**Brief**:
Please count the lines below that contain the string "camel", and reply with only that number.

━━━━━━━━━━━━━━━━

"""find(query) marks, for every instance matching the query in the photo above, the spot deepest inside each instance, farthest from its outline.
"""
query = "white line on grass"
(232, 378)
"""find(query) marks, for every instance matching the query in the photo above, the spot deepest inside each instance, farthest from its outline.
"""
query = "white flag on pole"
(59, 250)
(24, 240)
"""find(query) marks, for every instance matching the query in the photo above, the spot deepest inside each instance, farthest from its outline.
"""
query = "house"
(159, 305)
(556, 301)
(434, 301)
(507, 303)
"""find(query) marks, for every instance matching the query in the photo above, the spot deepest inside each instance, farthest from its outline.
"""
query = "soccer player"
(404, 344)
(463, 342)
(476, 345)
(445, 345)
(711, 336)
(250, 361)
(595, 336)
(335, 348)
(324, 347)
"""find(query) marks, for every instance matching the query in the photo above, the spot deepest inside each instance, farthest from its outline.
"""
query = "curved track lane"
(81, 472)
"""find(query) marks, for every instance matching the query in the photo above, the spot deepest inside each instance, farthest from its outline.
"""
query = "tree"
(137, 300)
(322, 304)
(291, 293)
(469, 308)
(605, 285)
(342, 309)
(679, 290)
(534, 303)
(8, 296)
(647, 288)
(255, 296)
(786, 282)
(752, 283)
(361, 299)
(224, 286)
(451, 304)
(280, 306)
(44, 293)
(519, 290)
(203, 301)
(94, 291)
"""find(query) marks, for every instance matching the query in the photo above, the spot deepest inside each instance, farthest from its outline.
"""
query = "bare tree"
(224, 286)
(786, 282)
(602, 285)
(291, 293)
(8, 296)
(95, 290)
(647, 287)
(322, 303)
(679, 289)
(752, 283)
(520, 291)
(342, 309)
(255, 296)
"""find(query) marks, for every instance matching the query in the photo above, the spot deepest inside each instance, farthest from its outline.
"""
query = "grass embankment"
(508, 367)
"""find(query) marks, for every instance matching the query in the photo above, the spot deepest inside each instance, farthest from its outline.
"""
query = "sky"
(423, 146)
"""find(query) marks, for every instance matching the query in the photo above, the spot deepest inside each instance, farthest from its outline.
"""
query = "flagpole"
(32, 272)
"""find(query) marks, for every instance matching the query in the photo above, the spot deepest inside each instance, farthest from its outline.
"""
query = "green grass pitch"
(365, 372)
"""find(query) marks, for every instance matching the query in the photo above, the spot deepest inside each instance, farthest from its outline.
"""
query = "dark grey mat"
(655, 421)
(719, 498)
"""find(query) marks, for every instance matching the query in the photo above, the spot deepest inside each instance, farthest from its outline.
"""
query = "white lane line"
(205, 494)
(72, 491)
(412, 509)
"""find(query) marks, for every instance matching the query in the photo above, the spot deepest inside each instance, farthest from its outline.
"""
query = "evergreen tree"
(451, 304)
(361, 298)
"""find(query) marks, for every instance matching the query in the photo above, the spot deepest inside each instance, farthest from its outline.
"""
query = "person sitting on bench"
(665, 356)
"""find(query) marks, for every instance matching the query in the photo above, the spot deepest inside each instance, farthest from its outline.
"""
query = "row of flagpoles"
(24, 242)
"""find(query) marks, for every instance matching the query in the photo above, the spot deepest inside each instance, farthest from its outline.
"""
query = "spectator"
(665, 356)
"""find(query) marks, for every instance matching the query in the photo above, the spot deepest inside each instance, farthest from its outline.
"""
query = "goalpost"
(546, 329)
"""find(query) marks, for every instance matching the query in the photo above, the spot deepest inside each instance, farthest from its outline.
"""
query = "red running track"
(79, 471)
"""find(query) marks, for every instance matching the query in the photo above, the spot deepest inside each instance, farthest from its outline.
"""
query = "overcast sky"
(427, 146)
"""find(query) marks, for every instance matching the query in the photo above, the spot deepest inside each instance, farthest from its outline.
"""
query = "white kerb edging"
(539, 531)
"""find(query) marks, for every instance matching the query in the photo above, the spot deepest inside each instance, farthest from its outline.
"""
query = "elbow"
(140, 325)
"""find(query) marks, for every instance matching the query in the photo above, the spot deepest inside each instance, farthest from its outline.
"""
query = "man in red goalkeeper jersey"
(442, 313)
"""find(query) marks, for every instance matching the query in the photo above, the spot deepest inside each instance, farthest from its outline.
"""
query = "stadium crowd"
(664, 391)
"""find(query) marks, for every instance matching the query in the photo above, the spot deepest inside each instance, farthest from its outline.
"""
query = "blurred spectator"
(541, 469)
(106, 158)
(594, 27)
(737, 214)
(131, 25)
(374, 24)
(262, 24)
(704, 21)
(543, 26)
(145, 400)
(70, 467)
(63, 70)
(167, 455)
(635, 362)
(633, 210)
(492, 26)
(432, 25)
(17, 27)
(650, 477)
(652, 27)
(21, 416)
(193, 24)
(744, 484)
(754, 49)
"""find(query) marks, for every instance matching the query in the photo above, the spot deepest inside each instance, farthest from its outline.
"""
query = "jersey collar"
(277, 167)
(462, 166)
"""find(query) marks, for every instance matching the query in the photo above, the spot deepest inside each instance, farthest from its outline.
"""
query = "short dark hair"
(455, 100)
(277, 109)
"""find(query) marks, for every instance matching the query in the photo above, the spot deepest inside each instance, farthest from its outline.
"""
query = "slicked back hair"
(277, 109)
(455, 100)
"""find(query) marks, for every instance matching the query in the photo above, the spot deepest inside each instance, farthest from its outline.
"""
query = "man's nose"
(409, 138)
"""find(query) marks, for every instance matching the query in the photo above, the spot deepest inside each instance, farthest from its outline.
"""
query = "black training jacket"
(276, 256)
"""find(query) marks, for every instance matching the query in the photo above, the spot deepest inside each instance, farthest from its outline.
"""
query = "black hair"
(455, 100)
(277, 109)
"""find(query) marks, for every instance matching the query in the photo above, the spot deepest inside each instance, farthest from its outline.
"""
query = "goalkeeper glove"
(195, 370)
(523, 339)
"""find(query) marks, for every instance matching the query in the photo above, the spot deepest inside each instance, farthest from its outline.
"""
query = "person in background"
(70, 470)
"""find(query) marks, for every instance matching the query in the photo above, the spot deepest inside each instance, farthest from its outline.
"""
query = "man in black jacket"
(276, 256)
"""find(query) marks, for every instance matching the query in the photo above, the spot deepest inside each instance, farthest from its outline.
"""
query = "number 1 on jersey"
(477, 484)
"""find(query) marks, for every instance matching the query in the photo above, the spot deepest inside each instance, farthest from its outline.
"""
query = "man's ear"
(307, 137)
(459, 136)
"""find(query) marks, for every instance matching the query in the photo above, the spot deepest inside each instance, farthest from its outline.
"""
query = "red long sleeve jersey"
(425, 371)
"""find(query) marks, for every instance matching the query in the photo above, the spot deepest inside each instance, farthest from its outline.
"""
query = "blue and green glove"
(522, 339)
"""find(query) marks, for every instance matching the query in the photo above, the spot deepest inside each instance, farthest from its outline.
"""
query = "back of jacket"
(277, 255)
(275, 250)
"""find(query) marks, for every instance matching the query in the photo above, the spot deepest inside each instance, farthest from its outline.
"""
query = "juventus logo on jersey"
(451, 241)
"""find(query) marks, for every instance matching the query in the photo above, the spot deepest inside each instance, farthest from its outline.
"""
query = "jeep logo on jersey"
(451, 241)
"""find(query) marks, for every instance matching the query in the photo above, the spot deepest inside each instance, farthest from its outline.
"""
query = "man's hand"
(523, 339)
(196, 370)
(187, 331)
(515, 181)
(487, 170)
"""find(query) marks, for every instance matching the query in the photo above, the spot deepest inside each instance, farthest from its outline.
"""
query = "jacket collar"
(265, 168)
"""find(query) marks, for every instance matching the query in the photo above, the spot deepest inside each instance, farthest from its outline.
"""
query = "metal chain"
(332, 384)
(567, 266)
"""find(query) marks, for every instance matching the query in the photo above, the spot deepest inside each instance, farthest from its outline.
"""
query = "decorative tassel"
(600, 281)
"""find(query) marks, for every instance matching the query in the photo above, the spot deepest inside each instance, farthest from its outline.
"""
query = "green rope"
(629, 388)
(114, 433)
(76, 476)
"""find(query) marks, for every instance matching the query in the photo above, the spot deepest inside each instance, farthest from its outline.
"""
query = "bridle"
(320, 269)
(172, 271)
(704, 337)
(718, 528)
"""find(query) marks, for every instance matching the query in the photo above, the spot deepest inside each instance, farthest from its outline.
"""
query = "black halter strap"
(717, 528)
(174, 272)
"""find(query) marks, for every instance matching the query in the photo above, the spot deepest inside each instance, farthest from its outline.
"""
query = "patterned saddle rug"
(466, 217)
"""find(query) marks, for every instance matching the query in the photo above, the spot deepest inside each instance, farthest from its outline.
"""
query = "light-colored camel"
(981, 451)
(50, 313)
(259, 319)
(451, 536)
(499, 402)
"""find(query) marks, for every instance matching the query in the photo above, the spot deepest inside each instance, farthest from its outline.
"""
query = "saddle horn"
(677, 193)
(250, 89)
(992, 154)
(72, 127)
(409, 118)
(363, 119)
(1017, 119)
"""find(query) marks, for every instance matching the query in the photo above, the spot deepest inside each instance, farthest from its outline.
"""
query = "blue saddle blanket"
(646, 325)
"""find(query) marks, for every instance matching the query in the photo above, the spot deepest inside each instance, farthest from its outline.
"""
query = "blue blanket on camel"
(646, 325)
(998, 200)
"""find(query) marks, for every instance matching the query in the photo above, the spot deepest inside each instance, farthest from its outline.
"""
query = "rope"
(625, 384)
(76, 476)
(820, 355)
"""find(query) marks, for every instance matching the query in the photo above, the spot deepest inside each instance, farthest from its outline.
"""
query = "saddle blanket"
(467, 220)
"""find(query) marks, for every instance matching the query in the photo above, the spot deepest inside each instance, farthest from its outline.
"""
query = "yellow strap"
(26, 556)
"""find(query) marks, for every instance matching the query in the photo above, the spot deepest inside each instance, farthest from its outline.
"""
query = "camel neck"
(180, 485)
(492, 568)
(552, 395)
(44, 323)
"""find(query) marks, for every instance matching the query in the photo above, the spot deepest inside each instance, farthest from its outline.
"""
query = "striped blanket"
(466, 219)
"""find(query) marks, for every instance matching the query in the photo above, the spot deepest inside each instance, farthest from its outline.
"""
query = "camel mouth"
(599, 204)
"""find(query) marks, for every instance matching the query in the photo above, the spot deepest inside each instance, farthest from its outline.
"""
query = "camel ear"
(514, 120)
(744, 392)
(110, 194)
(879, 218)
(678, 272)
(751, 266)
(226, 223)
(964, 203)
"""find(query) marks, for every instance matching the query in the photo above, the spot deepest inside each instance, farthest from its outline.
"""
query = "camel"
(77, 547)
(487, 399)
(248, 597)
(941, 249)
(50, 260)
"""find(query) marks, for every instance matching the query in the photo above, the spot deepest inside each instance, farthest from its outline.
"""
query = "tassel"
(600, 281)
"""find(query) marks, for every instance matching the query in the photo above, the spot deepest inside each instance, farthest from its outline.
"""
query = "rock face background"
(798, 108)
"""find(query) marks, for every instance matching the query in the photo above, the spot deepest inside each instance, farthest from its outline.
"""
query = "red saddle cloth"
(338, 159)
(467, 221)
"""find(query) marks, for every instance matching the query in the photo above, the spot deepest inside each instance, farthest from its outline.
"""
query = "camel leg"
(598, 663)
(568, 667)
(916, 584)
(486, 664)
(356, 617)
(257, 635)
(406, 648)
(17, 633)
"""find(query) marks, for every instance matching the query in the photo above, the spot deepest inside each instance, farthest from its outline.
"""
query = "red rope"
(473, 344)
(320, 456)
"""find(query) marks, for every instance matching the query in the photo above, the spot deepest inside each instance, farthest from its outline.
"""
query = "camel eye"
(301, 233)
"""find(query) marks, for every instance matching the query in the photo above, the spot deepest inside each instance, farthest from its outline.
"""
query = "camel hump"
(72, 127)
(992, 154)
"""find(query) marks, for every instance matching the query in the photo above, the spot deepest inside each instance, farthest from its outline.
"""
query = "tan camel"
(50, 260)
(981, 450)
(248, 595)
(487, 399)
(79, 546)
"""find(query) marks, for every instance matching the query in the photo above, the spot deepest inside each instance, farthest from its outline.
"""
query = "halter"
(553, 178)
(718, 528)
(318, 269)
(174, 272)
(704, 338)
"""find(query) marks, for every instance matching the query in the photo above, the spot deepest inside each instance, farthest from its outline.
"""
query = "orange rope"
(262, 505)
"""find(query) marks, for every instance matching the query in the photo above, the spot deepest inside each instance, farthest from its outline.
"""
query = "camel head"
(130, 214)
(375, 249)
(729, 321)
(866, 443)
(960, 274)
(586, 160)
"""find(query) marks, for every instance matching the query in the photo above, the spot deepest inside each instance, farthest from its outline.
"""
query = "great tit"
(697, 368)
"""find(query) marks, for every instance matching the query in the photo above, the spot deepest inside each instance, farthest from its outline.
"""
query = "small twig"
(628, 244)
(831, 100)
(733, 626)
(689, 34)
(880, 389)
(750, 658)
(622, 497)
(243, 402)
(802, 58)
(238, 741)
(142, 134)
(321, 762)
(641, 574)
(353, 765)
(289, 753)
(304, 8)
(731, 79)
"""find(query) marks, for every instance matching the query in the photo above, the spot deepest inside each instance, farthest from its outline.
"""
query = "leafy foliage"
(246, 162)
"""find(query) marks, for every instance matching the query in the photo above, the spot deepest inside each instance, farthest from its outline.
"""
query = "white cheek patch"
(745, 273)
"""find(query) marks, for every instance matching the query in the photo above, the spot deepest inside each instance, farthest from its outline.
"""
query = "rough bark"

━━━━━━━━━━━━━━━━

**Output of the task**:
11